**Text under study**

•••••

When Denis Paré came aboard as Interim Dean of the School of Arts & Sciences-Newark in July 2018, he was expecting to be in the role for six months. His tenure lasted two years.
Paré took on the job of acting dean at SASN at the request of then Dean Jan Lewis, who was taking an extended sick leave. When she unexpectedly died in late August, he suddenly found himself filling a very different role than he’d anticipated. He quickly rose to the challenge, expanding innovative programs such as Lives in Translation, helping the Humanities Action Lab find a permanent home, continuing the work former Dean Lewis had started in transforming the Physics Department, fully committing to hiring more diverse faculty across disciplines, cementing a stronger partnership with the Graduate School-Newark, and tackling the various day-to-day challenges of running the largest school at Rutgers University-Newark, all without missing a single deadline.
“Every day he looked at how we did things, how we can do them, and how we can do them better,” said Elizabeth Rowe, Associate Dean for Instructional Programs, Services, and Outreach.
Faculty and administrators alike praised Paré for his strong leadership skills and honest, straightforward direction. Michele Pavanello, chair of the Physics Department, said “Denis is awesome! What can I say, he is just a good, good person and a competent leader. I learned a lot by seeing him in action. His straightforward ways of approaching even delicate situations is sobering and tremendously effective.”
He was a steadying force in the midst of tumult and uncertainty
During his time as dean, Paré increased both non-tenure and tenure-track hires, expanding the number of classes offered to students. He oversaw the expansion of the Mathematics and Computer Science Department, including a bachelor's degree program in Computer Science, previously only offered in partnership with neighboring NJIT. He focused sharply on the school’s attention to undergraduate education, encouraging new and innovative collaborations across departments, reinvigorating programs such as Urban Education and the Honors College, and growing others. “I really appreciated working with Denis. He was a steadying force in the midst of tumult and uncertainty", said Kim Holton, chair of the Spanish and Portuguese Studies department. “More specifically, I really appreciated the combination of his pragmatism and strategic chance taking. He helped the Department of Spanish and Portuguese Studies grow the Lives in Translation Project into new and exciting areas. He also gave the green light to further develop our Latino Studies program. In short, it was a pleasure working with Denis during both challenging as well as calmer times.”

•••••

**Dataset records**
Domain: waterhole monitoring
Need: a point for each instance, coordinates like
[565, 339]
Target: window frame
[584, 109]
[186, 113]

•••••

**To do**
Continue the profile of Denis Paré's time as interim dean from its last sentence.

**Answer section**
When the Covid-19 pandemic hit and faculty and staff found themselves scrambling to move operations to a remote environment, Paré continued to be at the forefront, supporting all the initiatives needed to successfully close out the semester as well as ensure staff had the ability to do their work well. He also recognized the unprecedented strain the pandemic placed on students, and established the SASN Student Emergency Fund to provide relief for students facing financial hardships. He created a flexible plan for the upcoming fall semester, preparing for various contingencies and scenarios that may happen in the coming year and what that means for both classroom instruction and research.
“Denis has demonstrated great leadership during his time as Dean in SASN. He exemplifies commitment, dedication, hard work, and follow through,” said Rowe. “He engages all of the stakeholders in the decision-making process. He has emphasized the importance of communication between departments, Dean’s Office, and across units within Rutgers. Denis has been extremely supportive as a supervisor and colleague.”
"It has been a privilege to serve in this capacity,” said Paré, who will be returning to his former role as director of the Center for Molecular and Behavioral Neuroscience, as well as refocusing on his own research on the neurobiology of fear and anxiety.